> **SHORT EXERCISE**
In the pysam issue thread, why does dry-running the second half of the ChIP-seq pipeline raise an ImportError? Answer in one to three sentences.

CCBR / Pipeliner

An open-source and scalable solution to NGS analysis powered by the NIH's Biowulf cluster.
4 stars 0 forks source link

Python Package Import Incompatibility: pysam #374

Closed skchronicles closed 5 years ago

skchronicles commented 5 years ago

Secondary Issue related to HPC Snakemake Upgrade #371

Dry-running the second half of the ChIP-seq pipeline causes a python ImportError. This error is related to recent changes HPC has made to the python/3.5 module on Biowulf (see issue #371 for more information).

The import error is due to the version of python that is bundled with snakemake (see: /usr/local/Anaconda/envs_app/snakemake/5.1.3/bin/). This version of python only includes the standard libraries that come standard with python 3.6, and does not include pysam.

skchronicles commented 5 years ago

Update

After closer inspection, it looks that pysam is not actively being used. The function call to normalize_bam_file_chromosomes, which was using pysam, has been commented out. For the time being, I will move the import statement inside of the function normalize_bam_file_chromosomes.

def normalize_bam_file_chromosomes(bamfns, obamfns=[], suffix='.common_chrom.bam'):
    from pysam import Samfile, FastaFile
    counts = []
    for bamfn1 in bamfns :
        bam1 = Samfile(bamfn1)

> **RECORDS PROVIDED**

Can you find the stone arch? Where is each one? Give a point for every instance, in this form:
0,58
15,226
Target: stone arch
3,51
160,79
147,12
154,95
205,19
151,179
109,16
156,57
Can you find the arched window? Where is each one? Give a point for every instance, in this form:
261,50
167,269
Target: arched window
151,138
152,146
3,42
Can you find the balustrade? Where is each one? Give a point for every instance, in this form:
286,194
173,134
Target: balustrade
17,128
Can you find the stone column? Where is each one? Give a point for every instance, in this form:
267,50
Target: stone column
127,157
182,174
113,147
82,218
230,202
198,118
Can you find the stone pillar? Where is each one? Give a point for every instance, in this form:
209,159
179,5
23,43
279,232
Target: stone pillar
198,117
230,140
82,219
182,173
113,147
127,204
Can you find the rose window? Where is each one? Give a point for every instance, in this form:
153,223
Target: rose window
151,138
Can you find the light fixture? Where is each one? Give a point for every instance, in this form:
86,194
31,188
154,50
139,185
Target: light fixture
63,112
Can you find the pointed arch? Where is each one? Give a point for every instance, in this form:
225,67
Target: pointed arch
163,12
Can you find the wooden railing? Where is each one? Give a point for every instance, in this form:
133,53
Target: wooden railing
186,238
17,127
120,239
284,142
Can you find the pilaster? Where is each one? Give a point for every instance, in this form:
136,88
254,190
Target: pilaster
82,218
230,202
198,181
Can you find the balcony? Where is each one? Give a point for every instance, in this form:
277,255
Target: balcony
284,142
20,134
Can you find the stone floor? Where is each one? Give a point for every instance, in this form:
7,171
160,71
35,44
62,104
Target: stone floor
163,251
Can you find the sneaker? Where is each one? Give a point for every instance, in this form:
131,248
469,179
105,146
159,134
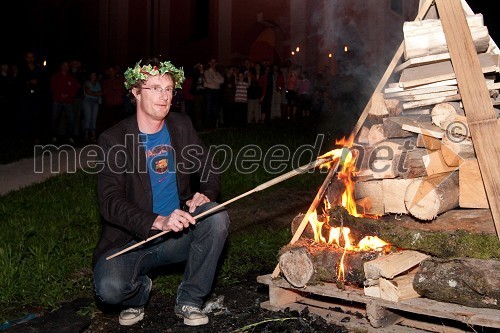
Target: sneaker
192,315
131,316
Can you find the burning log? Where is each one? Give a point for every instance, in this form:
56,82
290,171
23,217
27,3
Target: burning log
439,243
305,263
465,281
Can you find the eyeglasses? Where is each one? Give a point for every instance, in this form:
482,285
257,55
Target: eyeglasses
159,90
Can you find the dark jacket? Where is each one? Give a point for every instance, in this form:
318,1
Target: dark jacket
124,189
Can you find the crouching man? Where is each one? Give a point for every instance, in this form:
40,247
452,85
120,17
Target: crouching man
144,188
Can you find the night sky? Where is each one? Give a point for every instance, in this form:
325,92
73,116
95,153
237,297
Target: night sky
55,28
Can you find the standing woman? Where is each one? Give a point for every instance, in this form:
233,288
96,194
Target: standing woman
92,92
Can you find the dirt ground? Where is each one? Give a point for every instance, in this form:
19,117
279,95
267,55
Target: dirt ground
239,305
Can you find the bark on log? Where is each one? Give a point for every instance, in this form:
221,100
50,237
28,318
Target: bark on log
304,263
440,112
426,37
465,281
376,134
428,197
455,150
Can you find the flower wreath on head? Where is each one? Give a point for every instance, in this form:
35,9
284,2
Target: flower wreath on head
141,73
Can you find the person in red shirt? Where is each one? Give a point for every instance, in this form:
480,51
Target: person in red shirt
64,87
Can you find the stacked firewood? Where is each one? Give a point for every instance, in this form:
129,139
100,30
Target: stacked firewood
416,153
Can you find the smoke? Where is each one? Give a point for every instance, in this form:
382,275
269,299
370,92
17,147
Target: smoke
371,34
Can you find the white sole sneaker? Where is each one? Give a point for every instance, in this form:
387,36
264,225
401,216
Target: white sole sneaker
131,316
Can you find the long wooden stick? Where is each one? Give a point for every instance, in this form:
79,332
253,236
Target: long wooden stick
314,205
269,183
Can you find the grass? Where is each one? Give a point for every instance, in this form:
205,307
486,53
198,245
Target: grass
49,231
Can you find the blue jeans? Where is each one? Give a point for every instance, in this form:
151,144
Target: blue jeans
123,280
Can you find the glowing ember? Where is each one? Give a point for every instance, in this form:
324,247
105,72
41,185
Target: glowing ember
371,243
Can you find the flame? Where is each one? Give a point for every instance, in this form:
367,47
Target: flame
340,236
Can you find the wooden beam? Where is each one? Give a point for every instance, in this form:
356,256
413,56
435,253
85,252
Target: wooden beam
485,129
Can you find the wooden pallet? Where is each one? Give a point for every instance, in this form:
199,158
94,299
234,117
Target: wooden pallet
351,308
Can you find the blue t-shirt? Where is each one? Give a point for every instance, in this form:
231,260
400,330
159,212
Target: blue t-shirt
161,170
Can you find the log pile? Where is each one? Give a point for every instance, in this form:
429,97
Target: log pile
419,156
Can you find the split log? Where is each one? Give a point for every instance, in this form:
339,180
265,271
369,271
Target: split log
416,112
398,289
465,281
441,112
456,125
404,93
363,135
420,127
394,264
304,263
430,196
428,142
435,164
376,134
431,101
422,61
394,107
452,239
393,130
442,71
411,164
378,107
455,149
394,195
426,37
472,192
371,194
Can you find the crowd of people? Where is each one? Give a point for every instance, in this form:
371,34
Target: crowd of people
70,105
216,95
74,104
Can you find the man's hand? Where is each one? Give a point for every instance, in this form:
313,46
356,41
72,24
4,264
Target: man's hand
176,221
197,200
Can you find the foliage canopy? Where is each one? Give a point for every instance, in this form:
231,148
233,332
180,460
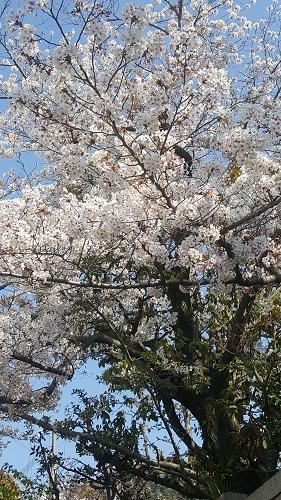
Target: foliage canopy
149,241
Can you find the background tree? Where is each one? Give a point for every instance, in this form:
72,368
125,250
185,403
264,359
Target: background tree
149,241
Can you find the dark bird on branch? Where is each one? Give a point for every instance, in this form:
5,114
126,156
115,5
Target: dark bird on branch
182,153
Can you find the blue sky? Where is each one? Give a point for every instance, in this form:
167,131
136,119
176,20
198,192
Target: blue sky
17,452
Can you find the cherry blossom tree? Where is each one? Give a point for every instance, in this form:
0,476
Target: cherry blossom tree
150,239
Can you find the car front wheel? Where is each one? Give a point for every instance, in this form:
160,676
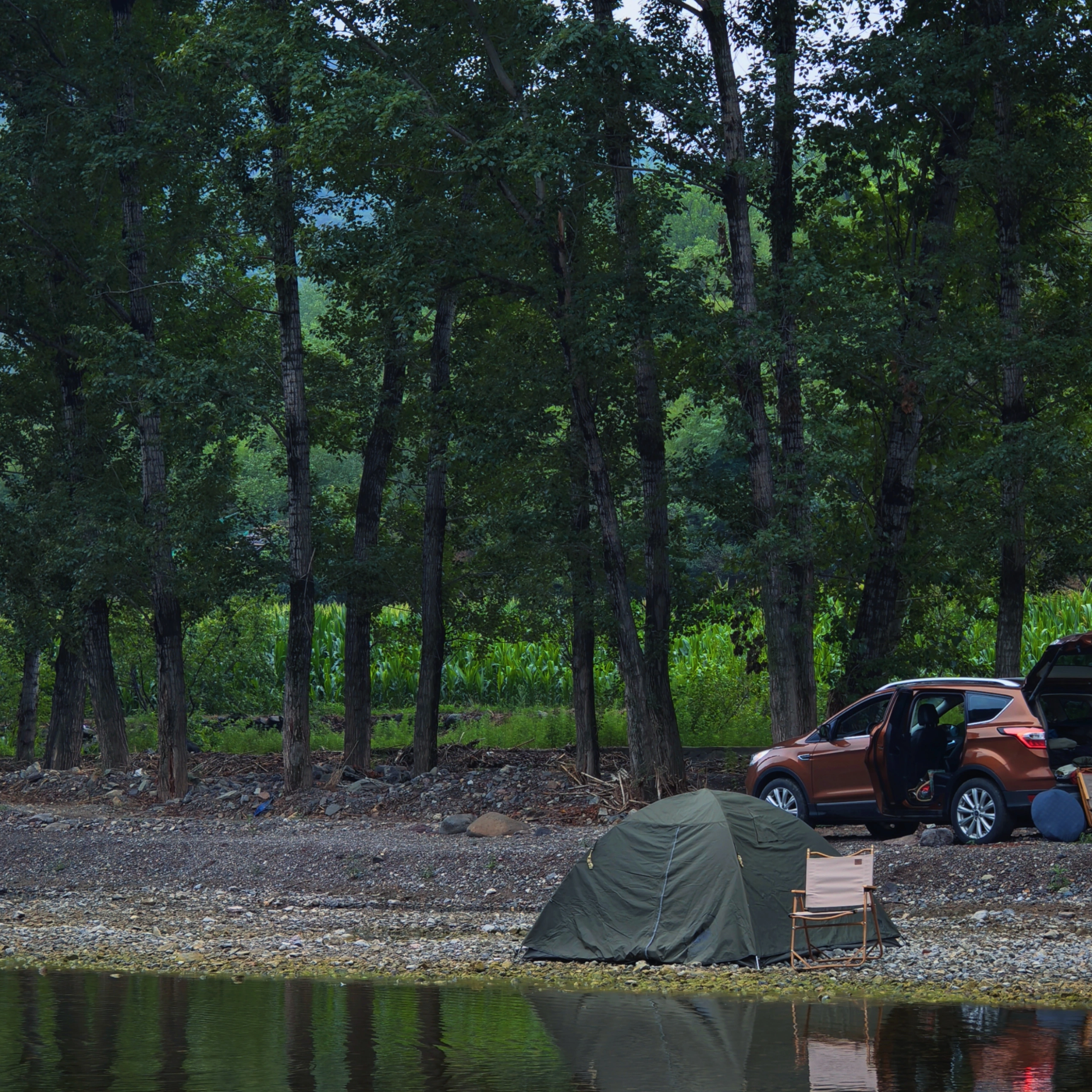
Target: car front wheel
785,794
979,814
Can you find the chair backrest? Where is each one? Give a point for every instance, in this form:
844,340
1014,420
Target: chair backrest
837,882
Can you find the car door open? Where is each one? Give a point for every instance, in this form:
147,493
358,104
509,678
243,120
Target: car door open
839,775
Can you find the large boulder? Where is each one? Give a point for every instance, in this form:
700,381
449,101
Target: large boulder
494,825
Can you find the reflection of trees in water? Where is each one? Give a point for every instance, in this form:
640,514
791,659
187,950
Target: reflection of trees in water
173,1015
434,1063
64,1034
299,1039
360,1037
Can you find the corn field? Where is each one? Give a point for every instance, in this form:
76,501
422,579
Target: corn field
514,674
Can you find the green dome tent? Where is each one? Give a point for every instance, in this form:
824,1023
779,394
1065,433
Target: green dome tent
703,877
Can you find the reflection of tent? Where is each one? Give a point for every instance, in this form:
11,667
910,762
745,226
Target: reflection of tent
624,1042
703,877
639,1042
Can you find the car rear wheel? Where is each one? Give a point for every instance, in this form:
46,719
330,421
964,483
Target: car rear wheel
979,814
886,830
785,794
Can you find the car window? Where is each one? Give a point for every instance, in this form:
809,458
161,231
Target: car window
949,711
860,720
985,707
1067,712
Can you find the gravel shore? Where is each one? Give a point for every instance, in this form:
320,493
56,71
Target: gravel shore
96,885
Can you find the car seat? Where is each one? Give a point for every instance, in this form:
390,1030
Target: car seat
929,743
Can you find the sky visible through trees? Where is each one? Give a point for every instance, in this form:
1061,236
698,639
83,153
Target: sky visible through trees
691,369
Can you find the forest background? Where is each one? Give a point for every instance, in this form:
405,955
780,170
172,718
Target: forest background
666,381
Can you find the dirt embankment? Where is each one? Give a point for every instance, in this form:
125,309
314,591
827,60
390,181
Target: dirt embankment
91,880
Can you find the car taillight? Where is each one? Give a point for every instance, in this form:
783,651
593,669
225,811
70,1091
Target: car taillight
1036,738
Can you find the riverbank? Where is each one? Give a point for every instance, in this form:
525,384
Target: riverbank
101,888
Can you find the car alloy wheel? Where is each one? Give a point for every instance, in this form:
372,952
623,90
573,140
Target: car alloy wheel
976,814
782,798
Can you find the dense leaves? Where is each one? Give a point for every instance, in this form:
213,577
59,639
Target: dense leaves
560,180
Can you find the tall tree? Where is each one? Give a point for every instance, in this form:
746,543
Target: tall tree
29,706
282,235
166,610
792,670
582,584
619,137
785,580
360,602
436,517
552,222
1013,577
950,108
65,735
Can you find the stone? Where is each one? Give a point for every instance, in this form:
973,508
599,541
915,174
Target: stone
456,825
936,836
364,784
494,825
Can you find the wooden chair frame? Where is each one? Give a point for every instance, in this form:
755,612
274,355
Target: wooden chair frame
804,919
1085,788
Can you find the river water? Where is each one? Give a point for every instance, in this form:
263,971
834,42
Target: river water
141,1034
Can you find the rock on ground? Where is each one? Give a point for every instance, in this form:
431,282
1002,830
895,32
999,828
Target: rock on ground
494,825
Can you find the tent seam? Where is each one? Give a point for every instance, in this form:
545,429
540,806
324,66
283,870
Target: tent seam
663,892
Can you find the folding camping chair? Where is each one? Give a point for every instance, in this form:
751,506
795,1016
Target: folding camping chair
1085,788
836,889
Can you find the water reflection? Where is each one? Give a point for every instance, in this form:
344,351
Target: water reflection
78,1034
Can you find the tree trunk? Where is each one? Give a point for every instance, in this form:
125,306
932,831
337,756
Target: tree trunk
297,672
650,411
784,582
1011,605
105,697
878,624
29,707
656,757
358,607
581,578
791,656
656,754
65,738
166,612
436,518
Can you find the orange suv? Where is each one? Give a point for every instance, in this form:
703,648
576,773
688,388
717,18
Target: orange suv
973,753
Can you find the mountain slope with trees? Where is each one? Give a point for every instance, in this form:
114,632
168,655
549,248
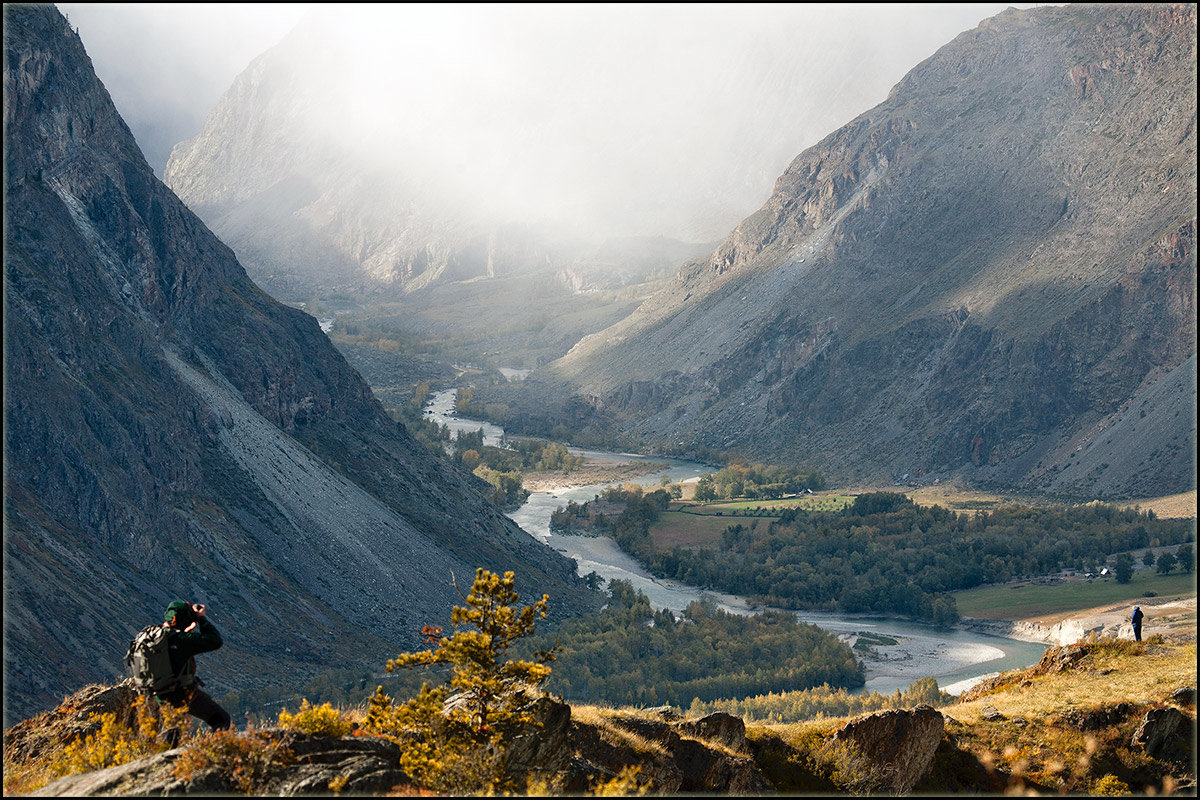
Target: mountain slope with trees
172,432
990,275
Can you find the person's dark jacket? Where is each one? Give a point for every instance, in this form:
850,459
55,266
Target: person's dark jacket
183,648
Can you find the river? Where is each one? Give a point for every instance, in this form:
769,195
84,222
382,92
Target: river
957,659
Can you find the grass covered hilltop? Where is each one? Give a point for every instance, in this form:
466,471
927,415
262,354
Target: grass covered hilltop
1101,716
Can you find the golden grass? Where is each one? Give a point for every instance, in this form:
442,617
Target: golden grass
612,733
1173,506
1033,749
1138,679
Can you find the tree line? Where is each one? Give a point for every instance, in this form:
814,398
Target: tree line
633,655
757,482
885,553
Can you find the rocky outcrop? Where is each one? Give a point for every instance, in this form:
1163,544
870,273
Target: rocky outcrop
1060,633
172,432
973,278
1157,731
889,751
77,717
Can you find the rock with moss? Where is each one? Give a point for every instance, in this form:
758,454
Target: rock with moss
887,751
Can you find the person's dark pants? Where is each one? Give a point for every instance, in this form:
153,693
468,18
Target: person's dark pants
201,705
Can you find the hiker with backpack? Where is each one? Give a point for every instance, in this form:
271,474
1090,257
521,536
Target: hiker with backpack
162,661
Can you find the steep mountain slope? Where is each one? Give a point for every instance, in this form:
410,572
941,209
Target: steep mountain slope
390,149
173,432
991,275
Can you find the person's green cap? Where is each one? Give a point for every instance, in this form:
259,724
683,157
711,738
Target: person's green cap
178,607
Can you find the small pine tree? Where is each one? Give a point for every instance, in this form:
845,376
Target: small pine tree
453,737
1185,558
491,689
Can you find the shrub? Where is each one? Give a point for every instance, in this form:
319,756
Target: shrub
113,743
319,720
1110,785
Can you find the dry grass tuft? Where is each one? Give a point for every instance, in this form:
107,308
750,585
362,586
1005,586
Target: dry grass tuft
612,733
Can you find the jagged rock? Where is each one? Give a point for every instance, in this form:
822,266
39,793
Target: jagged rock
545,747
724,728
1057,660
892,750
711,770
73,719
649,729
666,713
361,764
595,759
1098,719
1157,728
149,775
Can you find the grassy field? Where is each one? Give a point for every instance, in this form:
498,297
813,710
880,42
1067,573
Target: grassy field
1029,601
678,529
1173,506
820,501
702,524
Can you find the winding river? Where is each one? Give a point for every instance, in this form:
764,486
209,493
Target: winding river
955,657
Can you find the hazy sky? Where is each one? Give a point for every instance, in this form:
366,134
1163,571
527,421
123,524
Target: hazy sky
702,104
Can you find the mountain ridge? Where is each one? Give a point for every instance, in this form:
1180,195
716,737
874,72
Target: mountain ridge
172,431
959,283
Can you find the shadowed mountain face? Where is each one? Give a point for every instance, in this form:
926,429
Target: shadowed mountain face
989,275
171,432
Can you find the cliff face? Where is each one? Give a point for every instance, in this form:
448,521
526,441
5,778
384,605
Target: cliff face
173,432
989,275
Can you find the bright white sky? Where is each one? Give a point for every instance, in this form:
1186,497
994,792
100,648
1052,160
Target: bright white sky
682,115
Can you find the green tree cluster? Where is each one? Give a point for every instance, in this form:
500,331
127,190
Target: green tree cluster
631,655
886,554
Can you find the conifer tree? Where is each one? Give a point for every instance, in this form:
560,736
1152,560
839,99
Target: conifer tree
491,690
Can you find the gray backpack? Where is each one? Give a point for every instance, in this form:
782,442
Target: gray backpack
148,662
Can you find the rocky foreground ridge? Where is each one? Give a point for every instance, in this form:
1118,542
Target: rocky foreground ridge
172,432
990,275
1015,733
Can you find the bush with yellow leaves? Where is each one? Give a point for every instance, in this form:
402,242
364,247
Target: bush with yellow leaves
111,745
318,720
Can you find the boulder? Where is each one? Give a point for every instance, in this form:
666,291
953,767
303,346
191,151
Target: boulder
1157,729
719,727
545,746
889,751
712,770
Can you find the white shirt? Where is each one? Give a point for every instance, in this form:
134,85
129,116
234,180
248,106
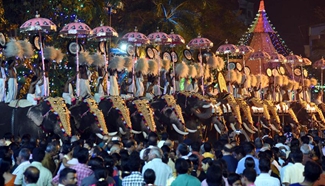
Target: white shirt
294,174
45,177
161,169
19,171
265,179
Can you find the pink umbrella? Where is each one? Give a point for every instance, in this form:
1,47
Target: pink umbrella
137,39
39,25
159,38
200,43
100,34
76,30
176,39
243,49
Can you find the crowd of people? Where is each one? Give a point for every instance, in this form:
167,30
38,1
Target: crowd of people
159,161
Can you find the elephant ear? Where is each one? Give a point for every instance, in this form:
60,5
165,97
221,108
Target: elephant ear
36,113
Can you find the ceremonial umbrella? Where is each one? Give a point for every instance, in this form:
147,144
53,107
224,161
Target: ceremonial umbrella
176,39
100,34
243,49
293,60
159,38
320,64
76,30
39,25
227,49
137,39
200,43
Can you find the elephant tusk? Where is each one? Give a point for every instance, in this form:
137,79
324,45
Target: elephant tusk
112,133
99,135
217,128
122,131
179,131
191,131
135,132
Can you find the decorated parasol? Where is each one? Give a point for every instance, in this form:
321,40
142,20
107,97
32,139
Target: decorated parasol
101,34
176,39
227,49
200,43
39,25
137,39
76,30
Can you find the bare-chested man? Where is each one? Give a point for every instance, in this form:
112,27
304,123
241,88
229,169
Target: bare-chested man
12,82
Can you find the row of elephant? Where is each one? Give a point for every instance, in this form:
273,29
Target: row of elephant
184,114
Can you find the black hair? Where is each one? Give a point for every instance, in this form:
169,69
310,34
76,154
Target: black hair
32,174
264,165
83,155
134,161
38,154
149,176
196,146
101,175
183,149
249,163
64,173
207,147
214,176
250,174
181,166
232,178
312,171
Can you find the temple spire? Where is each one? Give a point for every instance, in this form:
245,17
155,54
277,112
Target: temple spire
262,7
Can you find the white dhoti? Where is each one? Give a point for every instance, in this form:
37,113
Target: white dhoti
2,90
68,96
84,88
12,90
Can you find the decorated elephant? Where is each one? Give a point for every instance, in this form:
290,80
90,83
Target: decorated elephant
51,116
89,119
169,117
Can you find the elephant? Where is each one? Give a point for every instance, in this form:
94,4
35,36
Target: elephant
89,119
50,116
169,117
116,114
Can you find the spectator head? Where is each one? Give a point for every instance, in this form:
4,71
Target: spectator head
182,150
249,163
214,176
207,147
83,155
31,175
264,165
134,161
196,146
181,166
249,176
248,148
297,156
305,149
155,152
38,154
68,176
24,154
149,176
312,171
234,179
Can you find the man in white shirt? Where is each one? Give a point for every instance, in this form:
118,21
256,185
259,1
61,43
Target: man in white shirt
45,176
23,161
160,168
294,173
265,178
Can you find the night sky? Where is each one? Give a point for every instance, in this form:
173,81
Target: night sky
292,18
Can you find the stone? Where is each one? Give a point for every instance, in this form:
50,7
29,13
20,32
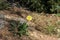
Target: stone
2,23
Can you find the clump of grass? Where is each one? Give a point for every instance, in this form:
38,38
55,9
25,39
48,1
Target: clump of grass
50,30
18,29
4,5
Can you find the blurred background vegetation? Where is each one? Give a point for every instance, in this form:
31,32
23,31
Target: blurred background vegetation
47,6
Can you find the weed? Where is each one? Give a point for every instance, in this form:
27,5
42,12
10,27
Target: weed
18,28
50,30
58,14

> **THE RESULT**
The error comes from the version of Python bundled with Snakemake at /usr/local/Anaconda/envs_app/snakemake/5.1.3/bin/. That Python includes only the standard libraries that come with Python 3.6 and does not include pysam, so the pysam import fails.